***** SELECTED PASSAGE *****
MERIDEN — State Department Commissioner of Economic and Community Development David Lehman touted new business start-ups and a new fund for business owners and nonprofits during a stop in the town on Friday.
Lehman addressed a crowd of about 75 at a breakfast at Il Monticello hosted by the Midstate Chamber of Commerce. The presentation highlighted new start-ups – up 40% over the past two years, adding around 20,000 people to the post-pandemic job market.
He also introduced the Small Business Boost Fund program, a $150 million initiative launched by Governor Ned Lamont in July. The fund, aimed at business owners and nonprofits, provides between $5,000 and $500,000 with no origination fees, a fixed interest rate of 4.5% and repayment terms of 60 to 72 month, depending on the size of the loan.
Applicants receive support from community lenders and technical assistance, Lehman said. About 50% of the beneficiaries will be women and minority-owned businesses.
Thomas Welsh, president of Meriden Economic Development Corp., was quick to point out that the Boost Fund can be used in conjunction with the city’s $5 million business matchmaking program.
Last month, the city council authorized the use of federal COVID-19 relief money to establish a program to encourage the reuse of vacant commercial buildings. The $5 million commercial space upgrade program would allow owners of vacant commercial space and commercial tenants to bring buildings up to standard or make other so-called “vanilla box” improvements. The program, which will be administered by Meriden Economic Development Corp., would require matching funding from applicants. For spaces in the downtown district, the match would be 25%.
“We want people to know they can use state program funds in their municipal applications,” Welsh said.
Lehman’s presentation on the economy follows a Connecticut Business and Industry Association survey released Friday outlining several challenges.
The survey of 1,200 companies found that 85% of employers had difficulty finding and retaining workers and also showed that only 26% of companies expect the state’s economy to grow. next year.
Nearly a quarter – 24% – think tax relief should be the top priority for the next governor and state legislature, while 22% said state spending and pension reform were the main problems.
Lehman addressed statewide initiatives to reduce the cost of living, encourage the expansion of housing options, retain and attract recent graduates, expand pathways to manufacturing careers and professions and develop a more competitive business climate.
Lamont, who is running for re-election, has also made paying down retirement debt and building up the rainy day fund priorities for his administration.
His opponent Bob Stefanowski outlined a $640 million plan on Tuesday that would seek to save businesses from repaying hundreds of millions of dollars owed to the Connecticut Unemployment Trust.
Stefanowski’s plan would also expand tax credits for research and development, strengthen relief for sole proprietorships and certain other small businesses, and repeal new taxes on restaurants and large commercial trucks, according to The Connecticut Mirror.
“Connecticut is ranked at the bottom of the states for doing business,” Stefanowski told the Mirror. “CNBC just gave Connecticut’s economy an ‘F.’ Small business owners are grappling with runaway inflation…. The Governor is completely out of touch with people’s pain.
Lamont said Stefanowski’s plan weakens the government’s ability to weather the next economic downturn.
*****
> TASK LIST:
1 – In the Meriden business article, write down everything from "MERIDEN — State" down to "post-pandemic job market.".
2 – Tell whether each statement agrees with the Meriden business article. Give yes or no and quote the words that decide it. (a) The Small Business Boost Fund charges origination fees. (b) About 75 people attended the breakfast at Il Monticello. (c) For spaces in the downtown district, applicants to the city's commercial space upgrade program must put up a 25% match.
Rely only on the Meriden business article and nothing else.
***** SUPPLIED DATA *****
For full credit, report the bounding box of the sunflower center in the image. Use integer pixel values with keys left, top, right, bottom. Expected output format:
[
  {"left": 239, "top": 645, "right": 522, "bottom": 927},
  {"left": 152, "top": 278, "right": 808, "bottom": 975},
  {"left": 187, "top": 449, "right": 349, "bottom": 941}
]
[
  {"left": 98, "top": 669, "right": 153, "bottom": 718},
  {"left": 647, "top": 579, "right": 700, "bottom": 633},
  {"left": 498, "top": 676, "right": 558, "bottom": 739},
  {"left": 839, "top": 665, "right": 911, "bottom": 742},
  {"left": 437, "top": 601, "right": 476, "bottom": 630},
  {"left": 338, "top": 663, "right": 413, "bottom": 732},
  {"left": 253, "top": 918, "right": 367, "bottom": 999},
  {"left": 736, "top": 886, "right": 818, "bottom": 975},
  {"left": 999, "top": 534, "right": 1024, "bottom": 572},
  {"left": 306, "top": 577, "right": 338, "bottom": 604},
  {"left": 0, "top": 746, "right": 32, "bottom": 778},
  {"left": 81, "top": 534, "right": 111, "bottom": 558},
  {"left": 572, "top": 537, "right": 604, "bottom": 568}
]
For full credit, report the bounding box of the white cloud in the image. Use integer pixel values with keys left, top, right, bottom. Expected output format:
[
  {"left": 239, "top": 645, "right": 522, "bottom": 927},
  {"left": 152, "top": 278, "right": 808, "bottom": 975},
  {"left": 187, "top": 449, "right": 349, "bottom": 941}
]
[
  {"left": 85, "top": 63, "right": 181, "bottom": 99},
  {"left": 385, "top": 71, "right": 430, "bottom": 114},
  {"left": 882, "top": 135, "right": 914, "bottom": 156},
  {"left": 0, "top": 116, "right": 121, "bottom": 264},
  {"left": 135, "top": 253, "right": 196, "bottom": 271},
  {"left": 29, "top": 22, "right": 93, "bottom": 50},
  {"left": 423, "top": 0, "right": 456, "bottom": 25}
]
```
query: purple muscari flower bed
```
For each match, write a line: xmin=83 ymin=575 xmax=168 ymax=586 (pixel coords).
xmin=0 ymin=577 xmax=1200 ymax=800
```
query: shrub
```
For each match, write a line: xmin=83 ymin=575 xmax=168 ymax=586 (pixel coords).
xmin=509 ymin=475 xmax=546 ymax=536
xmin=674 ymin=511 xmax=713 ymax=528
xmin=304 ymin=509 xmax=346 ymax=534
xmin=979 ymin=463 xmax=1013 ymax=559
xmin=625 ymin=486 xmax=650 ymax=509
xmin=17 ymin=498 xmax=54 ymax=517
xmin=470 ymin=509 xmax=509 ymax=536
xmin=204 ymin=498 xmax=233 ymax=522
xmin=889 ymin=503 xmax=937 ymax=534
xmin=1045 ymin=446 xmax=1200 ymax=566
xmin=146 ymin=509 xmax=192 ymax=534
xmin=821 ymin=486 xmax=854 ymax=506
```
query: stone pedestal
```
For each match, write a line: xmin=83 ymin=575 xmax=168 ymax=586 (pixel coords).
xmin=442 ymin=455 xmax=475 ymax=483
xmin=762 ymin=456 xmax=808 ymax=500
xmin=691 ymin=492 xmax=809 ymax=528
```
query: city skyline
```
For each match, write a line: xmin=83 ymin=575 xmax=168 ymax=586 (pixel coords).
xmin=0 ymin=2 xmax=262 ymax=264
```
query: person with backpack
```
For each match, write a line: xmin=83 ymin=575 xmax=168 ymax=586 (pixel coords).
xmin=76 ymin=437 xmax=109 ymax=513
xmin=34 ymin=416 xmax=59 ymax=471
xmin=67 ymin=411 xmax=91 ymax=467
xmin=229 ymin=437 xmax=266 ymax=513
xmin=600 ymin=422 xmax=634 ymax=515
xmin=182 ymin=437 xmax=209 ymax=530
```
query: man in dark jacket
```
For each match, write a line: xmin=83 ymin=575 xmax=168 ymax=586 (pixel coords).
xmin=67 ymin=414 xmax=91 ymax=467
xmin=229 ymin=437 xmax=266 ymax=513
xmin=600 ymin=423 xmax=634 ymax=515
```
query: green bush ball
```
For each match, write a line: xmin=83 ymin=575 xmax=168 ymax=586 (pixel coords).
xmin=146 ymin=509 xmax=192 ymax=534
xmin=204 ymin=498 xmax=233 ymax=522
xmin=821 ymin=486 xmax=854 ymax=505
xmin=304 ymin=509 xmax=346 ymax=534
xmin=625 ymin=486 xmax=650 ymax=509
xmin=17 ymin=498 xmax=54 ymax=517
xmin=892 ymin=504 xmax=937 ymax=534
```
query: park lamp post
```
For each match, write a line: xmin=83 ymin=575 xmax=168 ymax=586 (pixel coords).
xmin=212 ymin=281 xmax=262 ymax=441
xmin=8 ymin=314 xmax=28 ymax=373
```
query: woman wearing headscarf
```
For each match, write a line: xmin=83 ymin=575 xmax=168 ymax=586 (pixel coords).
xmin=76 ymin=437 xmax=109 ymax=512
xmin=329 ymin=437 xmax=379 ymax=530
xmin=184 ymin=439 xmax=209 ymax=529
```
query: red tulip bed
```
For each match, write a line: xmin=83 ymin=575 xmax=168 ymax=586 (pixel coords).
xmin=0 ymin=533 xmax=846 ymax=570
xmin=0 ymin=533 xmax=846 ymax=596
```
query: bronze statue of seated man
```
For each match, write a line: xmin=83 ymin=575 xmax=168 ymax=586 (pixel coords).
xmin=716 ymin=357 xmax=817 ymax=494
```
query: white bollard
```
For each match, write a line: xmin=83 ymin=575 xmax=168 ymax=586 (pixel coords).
*****
> RESULTS:
1 –
MERIDEN — State Department Commissioner of Economic and Community Development David Lehman touted new business start-ups and a new fund for business owners and nonprofits during a stop in the town on Friday.
Lehman addressed a crowd of about 75 at a breakfast at Il Monticello hosted by the Midstate Chamber of Commerce. The presentation highlighted new start-ups – up 40% over the past two years, adding around 20,000 people to the post-pandemic job market.

2 –
(a) No: "with no origination fees"
(b) Yes: "Lehman addressed a crowd of about 75 at a breakfast at Il Monticello"
(c) Yes: "For spaces in the downtown district, the match would be 25%."